**Required work:**
Repeat the lines below exactly as written, please, from the line with "the green tree" to the line with "of the mainsail", both lines included, and no others.

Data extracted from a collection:
◆ ◆ ◆ ◆ ◆
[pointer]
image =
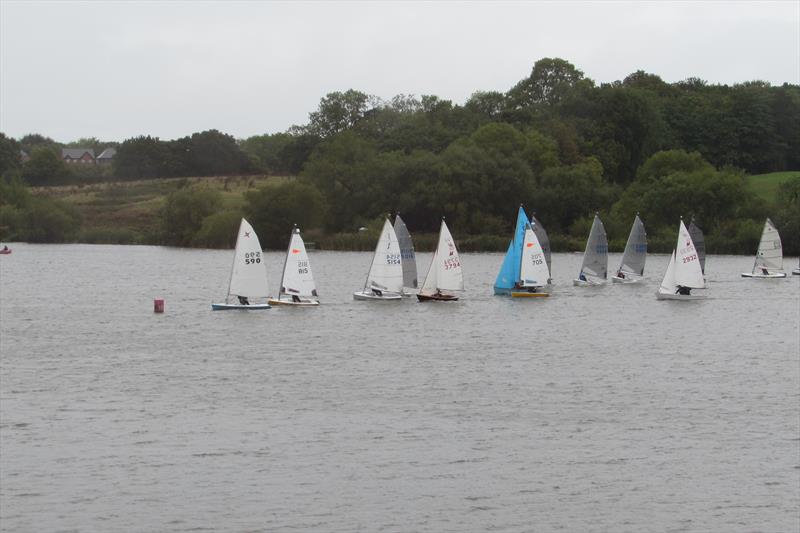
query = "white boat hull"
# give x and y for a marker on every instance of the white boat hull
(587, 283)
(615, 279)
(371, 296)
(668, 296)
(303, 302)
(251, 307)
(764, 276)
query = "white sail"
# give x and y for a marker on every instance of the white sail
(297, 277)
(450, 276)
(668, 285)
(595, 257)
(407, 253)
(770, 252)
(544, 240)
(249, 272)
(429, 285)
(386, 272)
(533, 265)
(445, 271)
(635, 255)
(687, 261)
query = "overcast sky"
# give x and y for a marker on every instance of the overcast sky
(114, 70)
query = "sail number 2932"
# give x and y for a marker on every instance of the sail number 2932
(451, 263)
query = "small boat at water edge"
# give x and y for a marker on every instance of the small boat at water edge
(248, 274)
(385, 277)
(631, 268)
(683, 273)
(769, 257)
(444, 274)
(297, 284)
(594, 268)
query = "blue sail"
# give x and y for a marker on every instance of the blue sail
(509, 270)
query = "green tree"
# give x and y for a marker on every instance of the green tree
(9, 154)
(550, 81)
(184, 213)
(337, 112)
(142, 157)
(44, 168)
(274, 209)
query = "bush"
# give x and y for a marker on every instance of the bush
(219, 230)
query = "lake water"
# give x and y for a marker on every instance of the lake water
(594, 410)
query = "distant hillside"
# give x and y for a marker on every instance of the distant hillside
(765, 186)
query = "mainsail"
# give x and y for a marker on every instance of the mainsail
◆ ◆ ◆ ◆ ◆
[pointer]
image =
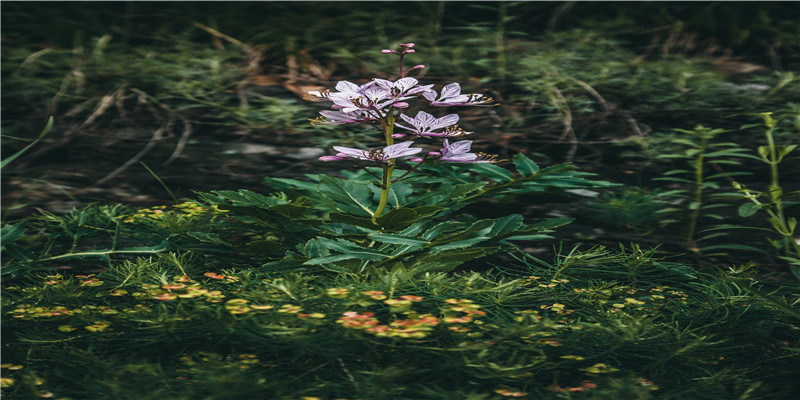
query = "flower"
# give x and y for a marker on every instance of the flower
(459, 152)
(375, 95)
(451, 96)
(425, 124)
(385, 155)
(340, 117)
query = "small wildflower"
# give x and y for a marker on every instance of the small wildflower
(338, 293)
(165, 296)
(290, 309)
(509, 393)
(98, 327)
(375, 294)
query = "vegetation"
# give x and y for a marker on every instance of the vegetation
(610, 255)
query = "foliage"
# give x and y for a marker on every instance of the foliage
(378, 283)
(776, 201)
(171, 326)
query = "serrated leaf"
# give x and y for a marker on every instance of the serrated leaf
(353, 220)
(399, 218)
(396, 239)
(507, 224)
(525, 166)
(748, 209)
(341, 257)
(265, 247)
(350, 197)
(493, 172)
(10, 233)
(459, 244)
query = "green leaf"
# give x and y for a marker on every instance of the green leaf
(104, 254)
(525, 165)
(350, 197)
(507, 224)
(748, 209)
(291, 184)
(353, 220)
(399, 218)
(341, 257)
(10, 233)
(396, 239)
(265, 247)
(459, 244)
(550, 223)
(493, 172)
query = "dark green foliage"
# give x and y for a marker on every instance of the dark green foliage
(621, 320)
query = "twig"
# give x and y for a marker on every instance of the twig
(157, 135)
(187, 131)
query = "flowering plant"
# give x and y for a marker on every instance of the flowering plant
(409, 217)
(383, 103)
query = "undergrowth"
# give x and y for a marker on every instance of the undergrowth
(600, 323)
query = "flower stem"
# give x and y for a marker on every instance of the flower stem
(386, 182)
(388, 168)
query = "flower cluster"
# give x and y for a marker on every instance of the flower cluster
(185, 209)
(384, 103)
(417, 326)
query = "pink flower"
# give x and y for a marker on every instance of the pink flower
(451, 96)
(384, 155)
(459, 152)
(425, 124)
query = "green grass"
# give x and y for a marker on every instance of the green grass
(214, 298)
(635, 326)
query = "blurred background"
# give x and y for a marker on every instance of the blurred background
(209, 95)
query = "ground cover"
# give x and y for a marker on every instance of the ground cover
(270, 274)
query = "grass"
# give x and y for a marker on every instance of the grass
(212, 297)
◆ ◆ ◆ ◆ ◆
**Result of this task:**
# give x and y for a marker on every instance of the green tree
(9, 154)
(550, 81)
(184, 213)
(337, 112)
(142, 157)
(44, 168)
(274, 209)
query = "bush"
# give x and y for a marker on every instance of the bush
(219, 230)
query = "lake water"
# give x and y for a marker on every instance of the lake water
(594, 410)
query = "distant hillside"
# give x and y for a marker on every instance of the distant hillside
(765, 186)
query = "mainsail"
# give x and y for a marker on every instance of the mainsail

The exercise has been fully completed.